__Goal__.
Please copy every one of the records below word for word, line by line, in the same order.

--------------------------------------------------

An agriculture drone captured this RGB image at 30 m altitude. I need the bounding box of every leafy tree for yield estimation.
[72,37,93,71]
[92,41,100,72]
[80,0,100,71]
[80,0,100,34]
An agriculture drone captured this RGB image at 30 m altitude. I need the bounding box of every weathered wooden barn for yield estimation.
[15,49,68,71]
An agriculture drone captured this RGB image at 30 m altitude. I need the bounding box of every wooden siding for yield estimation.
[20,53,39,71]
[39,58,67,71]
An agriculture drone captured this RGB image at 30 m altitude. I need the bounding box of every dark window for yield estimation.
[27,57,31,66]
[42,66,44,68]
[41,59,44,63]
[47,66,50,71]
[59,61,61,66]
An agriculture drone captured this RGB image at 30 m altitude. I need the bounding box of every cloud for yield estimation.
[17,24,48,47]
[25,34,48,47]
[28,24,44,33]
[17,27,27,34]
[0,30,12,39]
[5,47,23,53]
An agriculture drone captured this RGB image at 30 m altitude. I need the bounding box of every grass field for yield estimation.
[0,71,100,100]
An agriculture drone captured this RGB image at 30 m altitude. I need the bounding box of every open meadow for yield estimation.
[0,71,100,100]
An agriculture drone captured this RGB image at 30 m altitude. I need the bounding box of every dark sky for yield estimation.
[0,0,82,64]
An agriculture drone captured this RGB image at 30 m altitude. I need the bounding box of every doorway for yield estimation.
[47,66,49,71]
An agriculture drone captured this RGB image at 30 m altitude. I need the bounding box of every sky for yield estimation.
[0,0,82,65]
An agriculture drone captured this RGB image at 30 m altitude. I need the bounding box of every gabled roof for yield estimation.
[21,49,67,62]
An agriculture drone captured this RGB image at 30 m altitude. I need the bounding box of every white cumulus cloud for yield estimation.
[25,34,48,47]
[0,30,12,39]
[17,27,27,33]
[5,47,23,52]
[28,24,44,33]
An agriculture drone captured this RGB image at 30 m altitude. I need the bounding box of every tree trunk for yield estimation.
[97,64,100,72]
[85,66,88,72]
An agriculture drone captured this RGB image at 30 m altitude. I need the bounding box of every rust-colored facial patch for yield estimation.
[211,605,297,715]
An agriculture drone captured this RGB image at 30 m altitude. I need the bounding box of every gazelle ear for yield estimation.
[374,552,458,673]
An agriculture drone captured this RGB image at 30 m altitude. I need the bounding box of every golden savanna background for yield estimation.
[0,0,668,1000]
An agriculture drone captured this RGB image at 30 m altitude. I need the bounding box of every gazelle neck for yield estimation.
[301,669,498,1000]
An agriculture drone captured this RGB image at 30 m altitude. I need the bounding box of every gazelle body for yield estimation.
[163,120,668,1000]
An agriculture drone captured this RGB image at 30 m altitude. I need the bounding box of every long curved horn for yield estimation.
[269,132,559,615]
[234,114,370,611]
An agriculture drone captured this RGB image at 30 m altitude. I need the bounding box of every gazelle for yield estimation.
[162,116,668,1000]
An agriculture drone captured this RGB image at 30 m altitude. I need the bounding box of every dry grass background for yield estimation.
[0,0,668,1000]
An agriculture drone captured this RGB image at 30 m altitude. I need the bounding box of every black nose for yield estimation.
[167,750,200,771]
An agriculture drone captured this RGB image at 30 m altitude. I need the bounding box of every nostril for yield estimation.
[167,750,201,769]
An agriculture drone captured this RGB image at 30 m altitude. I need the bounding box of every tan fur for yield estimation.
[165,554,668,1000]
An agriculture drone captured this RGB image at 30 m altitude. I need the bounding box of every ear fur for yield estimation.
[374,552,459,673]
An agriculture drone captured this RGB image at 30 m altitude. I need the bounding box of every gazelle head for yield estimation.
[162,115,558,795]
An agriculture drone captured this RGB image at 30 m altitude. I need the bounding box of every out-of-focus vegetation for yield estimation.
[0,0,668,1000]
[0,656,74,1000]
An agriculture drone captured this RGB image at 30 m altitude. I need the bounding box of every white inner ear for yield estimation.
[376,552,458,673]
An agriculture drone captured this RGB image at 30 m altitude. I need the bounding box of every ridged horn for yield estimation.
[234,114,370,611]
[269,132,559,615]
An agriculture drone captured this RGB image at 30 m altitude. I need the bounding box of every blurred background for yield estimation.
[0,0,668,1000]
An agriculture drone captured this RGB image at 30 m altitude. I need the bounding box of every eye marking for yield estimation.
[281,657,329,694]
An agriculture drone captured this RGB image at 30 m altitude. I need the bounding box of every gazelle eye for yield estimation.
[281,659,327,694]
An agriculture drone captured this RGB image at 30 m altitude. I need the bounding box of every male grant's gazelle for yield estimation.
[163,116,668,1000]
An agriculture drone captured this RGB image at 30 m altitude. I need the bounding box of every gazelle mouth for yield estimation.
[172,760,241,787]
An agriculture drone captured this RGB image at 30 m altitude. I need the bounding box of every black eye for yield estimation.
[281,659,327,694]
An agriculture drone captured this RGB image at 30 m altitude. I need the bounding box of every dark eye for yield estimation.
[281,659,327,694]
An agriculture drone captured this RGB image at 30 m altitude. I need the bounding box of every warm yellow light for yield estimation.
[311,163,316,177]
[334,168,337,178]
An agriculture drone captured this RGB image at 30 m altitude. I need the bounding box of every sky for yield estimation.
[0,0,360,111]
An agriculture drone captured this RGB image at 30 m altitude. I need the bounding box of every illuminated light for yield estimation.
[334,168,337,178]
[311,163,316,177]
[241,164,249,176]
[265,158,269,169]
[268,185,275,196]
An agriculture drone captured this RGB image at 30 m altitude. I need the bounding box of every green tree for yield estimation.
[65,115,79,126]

--------------------------------------------------

__Final result__.
An agriculture drone captured this RGB image at 30 m altitude. I need the bounding box of every leafy tree for yield estimation.
[72,37,93,71]
[92,41,100,72]
[80,0,100,71]
[80,0,100,34]
An agriculture drone captured this RGB image at 30 m altitude. I need the bounding box of every weathered wooden barn for yield estimation.
[15,49,68,71]
An agriculture drone captured this RGB image at 30 m altitude. I need the bounding box of every wooden siding for yield estimation.
[20,53,39,71]
[39,58,67,71]
An agriculture drone captured this RGB image at 30 m altitude. I need the bounding box of every dark window for yield estimation.
[27,57,31,66]
[42,66,44,68]
[41,59,44,63]
[47,66,50,71]
[59,61,61,66]
An agriculture drone captured this RGB image at 30 m altitude. I need the bounding box of every cloud for yield estimation.
[17,24,48,47]
[25,34,48,47]
[28,24,44,33]
[17,27,27,34]
[0,30,12,39]
[5,47,23,53]
An agriculture drone captured this RGB image at 30 m altitude. I need the bounding box of every grass field for yield estimation.
[0,71,100,100]
An agriculture drone captured this RGB image at 30 m altitude. I need the bounding box of every open meadow for yield estimation.
[0,71,100,100]
An agriculture drone captured this RGB image at 30 m altitude. I need the bounding box of every dark sky for yield estimation.
[0,0,82,64]
An agriculture drone captured this RGB image at 30 m altitude. I need the bounding box of every doorway for yield estimation.
[47,66,49,71]
An agriculture drone captured this RGB image at 30 m altitude. I need the bounding box of every sky for yield estimation.
[0,0,82,65]
An agriculture drone captured this RGB image at 30 m altitude. I need the bounding box of every gabled roof for yield estimation.
[21,49,67,62]
An agriculture drone captured this RGB image at 30 m altitude. I need the bounding box of every white cumulus cloud for yield estimation.
[25,34,48,47]
[0,30,12,39]
[17,27,27,33]
[5,47,23,52]
[28,24,44,33]
An agriculture drone captured this RGB image at 30 m altitude. I need the bounding box of every tree trunk for yield estimation.
[97,64,100,72]
[85,66,88,72]
An agriculture drone captured this RGB image at 30 m altitude. I need the bounding box of every rust-colored facial patch for yield estimation.
[211,605,297,715]
An agriculture drone captured this RGB image at 30 m altitude. I need the bounding box of every gazelle ear for yield estimation.
[374,552,458,673]
An agriculture drone captured this RGB image at 30 m altitude. I need the bounding box of every golden savanna background for yield estimation.
[0,0,668,1000]
An agriculture drone captured this RGB image at 30 m altitude. I need the bounding box of every gazelle neck for yield estimation.
[301,669,498,1000]
An agriculture drone captured this RGB image at 30 m altitude. I need the bounding box of every gazelle body for yield estimation.
[163,120,668,1000]
An agriculture drone captured this RGB image at 30 m altitude. I need the bounding box of every long curved horn for yield estimation.
[269,132,559,615]
[234,114,370,611]
An agriculture drone captured this RGB image at 30 m altitude. I need the bounding box of every gazelle for yield estimation.
[162,116,668,1000]
An agriculture drone captured this RGB image at 30 m altitude. I need the bounding box of every dry grass background for yield estimation.
[0,0,668,1000]
An agriculture drone captured this RGB image at 30 m altitude. I need the bounding box of every black nose for yield estimation.
[167,750,200,771]
An agriculture drone captured this RGB image at 30 m altitude. I need the bounding box of every nostril for yield estimation.
[167,750,201,769]
An agriculture drone captured this RGB image at 30 m altitude. I need the bounding box of every tan fur for yield estimation.
[165,554,668,1000]
An agriculture drone captured this RGB image at 30 m altitude. I need the bounding box of every ear fur for yield estimation.
[374,552,459,673]
An agriculture drone captured this RGB image at 30 m altitude. I need the bounding box of every gazelle head for yield estimation.
[162,115,558,795]
An agriculture drone captured this RGB image at 30 m altitude. I need the bounding box of every out-of-focus vegetation for yield estimation.
[0,0,668,1000]
[0,656,74,1000]
An agriculture drone captured this RGB image at 30 m altitude. I need the bounding box of every white inner ear for yield estimation.
[376,552,458,673]
An agriculture drone captured this RGB image at 30 m altitude. I need the bounding box of every ridged horn for yield estimation.
[234,114,370,611]
[269,132,559,615]
An agriculture drone captured this RGB image at 30 m altitude. I need the bounding box of every blurred background for yield estimation.
[0,0,668,1000]
An agriculture drone captured this RGB image at 30 m altitude. I need the bounding box of every eye marking for yield estimation.
[281,657,329,694]
An agriculture drone captured this RGB image at 30 m altitude. I need the bounding box of every gazelle eye for yield estimation.
[281,659,327,694]
An agriculture drone captured this RGB image at 30 m altitude. I need the bounding box of every male grant's gazelle for yield estimation.
[163,116,668,1000]
An agriculture drone captured this RGB image at 30 m altitude. I need the bounding box of every gazelle mouth for yield estimation.
[172,760,241,787]
An agriculture drone captured this RGB image at 30 m altitude. I need the bounding box of every black eye for yield estimation.
[281,659,327,694]
An agriculture drone captured this RGB image at 30 m altitude. I need the bounding box of every dark eye for yield estimation.
[281,659,327,694]
An agriculture drone captured this RGB image at 30 m altitude. I need the bounding box of every warm yellow light for yield estimation.
[311,163,316,177]
[334,168,337,178]
An agriculture drone captured this RGB image at 30 m altitude. I need the bounding box of every sky for yield estimation.
[0,0,360,111]
An agriculture drone captured this RGB image at 30 m altitude. I need the bounding box of every illuminated light for yield estimation.
[334,168,337,178]
[311,163,316,177]
[241,164,249,176]
[265,158,269,169]
[268,185,275,196]
An agriculture drone captured this RGB image at 30 m altitude. I need the bounding box of every green tree for yield estimation.
[65,115,79,126]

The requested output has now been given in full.